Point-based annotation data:
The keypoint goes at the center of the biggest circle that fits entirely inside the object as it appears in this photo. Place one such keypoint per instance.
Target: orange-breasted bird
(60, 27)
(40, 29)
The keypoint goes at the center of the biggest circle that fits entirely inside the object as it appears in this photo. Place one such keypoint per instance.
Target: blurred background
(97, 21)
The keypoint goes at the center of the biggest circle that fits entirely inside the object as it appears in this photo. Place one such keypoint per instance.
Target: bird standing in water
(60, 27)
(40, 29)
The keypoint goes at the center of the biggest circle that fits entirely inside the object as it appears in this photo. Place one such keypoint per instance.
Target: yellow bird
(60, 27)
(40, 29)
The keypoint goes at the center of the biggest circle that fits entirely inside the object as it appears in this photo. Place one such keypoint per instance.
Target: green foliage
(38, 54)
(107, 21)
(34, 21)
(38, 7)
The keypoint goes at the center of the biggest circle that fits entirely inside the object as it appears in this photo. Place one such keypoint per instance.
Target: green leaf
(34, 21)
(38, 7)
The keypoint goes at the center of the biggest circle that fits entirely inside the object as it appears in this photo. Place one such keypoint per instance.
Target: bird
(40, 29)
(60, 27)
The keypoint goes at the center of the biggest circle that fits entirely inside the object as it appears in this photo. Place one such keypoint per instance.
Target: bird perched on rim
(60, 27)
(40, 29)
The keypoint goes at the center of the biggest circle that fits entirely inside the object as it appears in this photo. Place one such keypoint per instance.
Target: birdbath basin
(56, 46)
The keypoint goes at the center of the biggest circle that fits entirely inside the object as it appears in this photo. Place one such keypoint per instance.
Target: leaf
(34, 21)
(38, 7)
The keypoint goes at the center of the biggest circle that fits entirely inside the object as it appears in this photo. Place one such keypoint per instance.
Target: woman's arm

Task:
Reproduce every item above verbatim, without any alteration.

Finished exercise:
The keypoint goes at the center of the biggest circle that fits entirely inside the object as it appears in this photo. Place one such keypoint per instance.
Target: orange-breasted bird
(60, 27)
(40, 29)
The keypoint goes at the center of the biggest circle that fits entirely inside the object as it appears in this photo. Place one such keypoint per instance.
Target: blurred background
(97, 21)
The keypoint goes at the center of the biggest circle that fits entirely inside the object as it appears in this photo. Place one such keypoint per instance.
Target: bird standing in water
(60, 27)
(40, 29)
The keypoint goes at the center of the biggest circle that fits entirely inside the object as it appears in this photo. Place one such keypoint per instance.
Target: yellow bird
(60, 27)
(40, 29)
The keypoint goes at the center of the biggest circle that fits entirely inside the object as it appears in this photo. Place one such keypoint per instance.
Target: green foliage
(38, 54)
(107, 21)
(34, 21)
(38, 7)
The keypoint goes at the center of the biggest circle that fits entirely inside the object as it appears in this photo. Place one such keypoint per instance.
Target: green leaf
(34, 21)
(38, 7)
The keypoint goes at the center of the biggest circle that fits entirely inside the object as it appears in this photo. Place one such keypoint per instance.
Target: bird
(40, 29)
(60, 27)
The keypoint goes at the center of the biggest circle that fits entirely inside the object as it appears in this photo. Place one such keypoint per instance.
Target: bird perched on rim
(60, 27)
(40, 29)
The keypoint goes at the center of the biggest circle that fits entirely inside the object as it appears in this photo. Place one such keypoint per instance.
Target: birdbath basin
(56, 46)
The keypoint goes at the center of the biggest circle that fits entirely inside the object as it appears in this photo. Place one such keypoint per instance.
Target: leaf
(34, 21)
(38, 7)
The keypoint goes at the center of the biggest circle that fits entirely inside the object as it appears in this photo. Place one such keypoint per instance.
Target: woman's arm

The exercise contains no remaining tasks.